▶ _Excerpts from a detection dataset_:
* * *
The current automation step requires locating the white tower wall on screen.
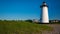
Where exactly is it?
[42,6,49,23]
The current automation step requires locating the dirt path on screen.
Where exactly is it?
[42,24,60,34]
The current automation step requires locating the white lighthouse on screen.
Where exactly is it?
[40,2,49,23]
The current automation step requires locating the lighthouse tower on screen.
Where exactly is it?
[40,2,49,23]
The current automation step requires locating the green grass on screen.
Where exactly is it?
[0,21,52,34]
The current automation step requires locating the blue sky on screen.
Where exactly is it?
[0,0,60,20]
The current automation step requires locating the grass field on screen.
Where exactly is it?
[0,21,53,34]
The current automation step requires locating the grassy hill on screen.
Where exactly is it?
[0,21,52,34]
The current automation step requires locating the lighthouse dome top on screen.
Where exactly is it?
* * *
▶ _TASK PROMPT_:
Please put every line of the entries above into a Markdown table with the columns Row and Text, numbering the rows and skipping blank lines. Leave the pictures out.

▶ _THE RESPONSE_:
| Row | Text |
|---|---|
| 1 | The current automation step requires locating the white tower wall on screen. |
| 2 | Where exactly is it? |
| 3 | [42,6,49,23] |
| 4 | The current automation step requires locating the dirt path on screen. |
| 5 | Where exactly is it? |
| 6 | [42,24,60,34] |
| 7 | The current automation step requires locating the white lighthouse on screen. |
| 8 | Where exactly is it? |
| 9 | [40,2,49,23] |
| 10 | The current automation step requires locating the lighthouse tower on screen. |
| 11 | Where exactly is it? |
| 12 | [40,2,49,23] |
| 13 | The current automation step requires locating the green grass on screen. |
| 14 | Where exactly is it? |
| 15 | [0,21,52,34] |
| 16 | The current automation step requires locating the blue sky on screen. |
| 17 | Where exactly is it? |
| 18 | [0,0,60,20] |
| 19 | The current automation step requires locating the grass field on screen. |
| 20 | Where exactly is it? |
| 21 | [0,21,53,34] |
| 22 | The current automation step requires locating the grassy hill on screen. |
| 23 | Where exactly is it? |
| 24 | [0,21,52,34] |
| 25 | The current automation step requires locating the lighthouse dome top on screen. |
| 26 | Where exactly is it? |